● **読解用抜粋**:
((

そのアシュラムはガンジス河を望む、小高い山の上にあり、シバナンダとは
雰囲気が全然違って、和やかで明るかった。嬉しいことに私が求めた瞑想の時間が
早朝と夕方2回もあった。私は毎朝夕必ず休まずに、瞑想のクラスに参加した。
瞑想はまだ暗い早朝に始まるが、鐘の合図とともにそれぞれのコテージから
毛布を被った人達が、ぞろぞろメディテーションホールに集まってくる。
初めて瞑想に出席した時私達は「咳をしてもクシャミをしてもすぐ退場するように」
と注意を受けた。室内はほの暗くシーンとしていて、厳粛なようでも暖かい雰囲気で
とても心地よかった。少し音がすると誰かが「ビーク・クワイエット」と必ず
言ったが、途中で退場する人もいた。ヨーガとヒンズー教の聖地なので、対岸の
ヒンズー教寺院からコーランが聞こえ、とても幻想的だった。

))

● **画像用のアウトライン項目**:

((

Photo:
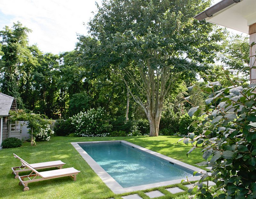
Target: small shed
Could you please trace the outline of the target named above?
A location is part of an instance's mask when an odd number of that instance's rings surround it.
[[[2,142],[10,136],[20,137],[20,125],[18,122],[9,124],[8,118],[10,110],[17,111],[16,99],[0,92],[0,146]],[[19,134],[18,133],[20,131]],[[15,132],[17,135],[15,136]]]

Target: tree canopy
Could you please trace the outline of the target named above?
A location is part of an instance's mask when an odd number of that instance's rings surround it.
[[[166,95],[213,63],[220,48],[221,30],[193,18],[209,4],[104,1],[89,24],[92,38],[81,38],[82,56],[97,57],[86,65],[90,70],[108,71],[123,81],[145,112],[151,136],[158,134]]]

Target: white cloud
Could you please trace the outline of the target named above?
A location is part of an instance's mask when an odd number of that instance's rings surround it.
[[[83,24],[93,17],[95,0],[0,0],[0,28],[20,21],[31,29],[29,44],[37,43],[44,52],[72,50],[76,34],[86,34]],[[97,0],[99,3],[101,0]]]

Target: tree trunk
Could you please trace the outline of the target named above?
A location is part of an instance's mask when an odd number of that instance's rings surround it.
[[[158,136],[159,123],[161,116],[162,108],[160,111],[156,112],[155,114],[152,114],[151,110],[148,109],[147,114],[149,123],[149,136]]]
[[[130,93],[129,90],[127,89],[127,105],[126,107],[126,120],[127,121],[129,119],[128,115],[129,114],[129,104],[130,102]]]

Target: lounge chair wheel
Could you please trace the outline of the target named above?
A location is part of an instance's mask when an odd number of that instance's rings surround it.
[[[29,190],[29,188],[28,187],[26,187],[24,188],[24,189],[23,189],[23,191],[28,191]]]

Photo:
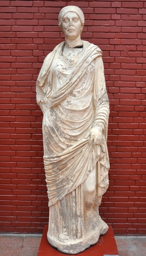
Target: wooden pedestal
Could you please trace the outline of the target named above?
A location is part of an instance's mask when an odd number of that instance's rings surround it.
[[[38,256],[119,256],[112,228],[110,226],[109,228],[107,233],[101,236],[98,243],[95,244],[77,254],[69,254],[59,252],[50,244],[47,237],[48,226],[45,225]]]

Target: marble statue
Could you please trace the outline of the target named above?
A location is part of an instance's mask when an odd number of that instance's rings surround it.
[[[108,185],[109,102],[102,52],[81,40],[82,11],[65,7],[59,20],[65,41],[44,60],[37,102],[44,115],[48,240],[63,252],[75,254],[108,228],[98,208]]]

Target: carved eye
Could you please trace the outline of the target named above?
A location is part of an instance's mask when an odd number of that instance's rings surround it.
[[[64,20],[63,20],[63,21],[65,23],[67,23],[68,21],[68,19],[65,19]]]
[[[79,19],[78,19],[78,18],[74,18],[74,19],[73,19],[73,20],[74,22],[78,22],[79,20]]]

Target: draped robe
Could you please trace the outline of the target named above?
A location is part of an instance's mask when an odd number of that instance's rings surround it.
[[[96,46],[82,42],[81,52],[70,59],[63,55],[65,42],[57,45],[45,60],[37,83],[37,101],[44,114],[44,159],[52,218],[64,198],[80,190],[97,163],[97,198],[108,185],[109,102],[102,53]],[[87,148],[89,138],[84,137],[96,126],[102,128],[102,141],[92,150],[92,145]]]

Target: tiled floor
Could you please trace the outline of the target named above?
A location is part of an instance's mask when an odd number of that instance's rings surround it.
[[[37,256],[41,236],[0,234],[0,256]],[[119,256],[146,256],[146,236],[115,237]]]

))

● **記述問題 A**:
アシュラムについての文章を読み、次の問いに答えてください。
(i) アシュラムはどのような場所にあると書かれていますか。
(ii) 瞑想の時間は一日に何回、いつありましたか。
(iii) 初めて瞑想に出席した時、どのような注意を受けましたか。
● **記述問題 B**: アシュラムについての文章を、最後の文の後から書き継いでください。

● **解答例 A**:
(i) ガンジス河を望む、小高い山の上にあります。
(ii) 早朝と夕方の2回ありました。
(iii) 咳をしてもクシャミをしてもすぐ退場するように、と注意を受けました。

● **解答例 B**:
時間は60分、瞑想の終わりを告げるのはアルナ先生の「オーム―」と唱える声
だが、身じろぎもせずに座っていたのに、その満足感は素晴らしかった。
その後ヨーガアーサナの指導が行われた。
※瞑想やヨーガアーサナを行われたメディテーションホール
※早朝ヨーガアーサナ
※先生のポーズ
※生まれて初めて寝て足を組めました
驚くと同時に嬉しかったのは、アーサナの最後にリラクゼーションがあり、それは
私が考え自分の教室で指導している方法と、まるで同じだったからだった。
リラックスの時にシュラフにくるまっている私達が面白いのか、男性の先生は時々
私達を見てはクスクス笑っていた。また私はインド人の先生に習ったので、ポーズは
全てサンスクリット語だった、英語でのレッスンと共に全部理解できたのも
とても嬉しかった。長期間の修行者が多く、「1週間だけの修行」と言うと、全員が
大変驚いたようだ。その頃日本人女性などいないし、ほとんどがヨーロッパの男性達で
私達は先生方にも、スタッフにも、修行中の人達からも興味を持たれたらしく、いつも
特別扱いを受けた。粗末なコテージにエキストラベッドを入れて、3人で過ごしたが
本当に楽しかった。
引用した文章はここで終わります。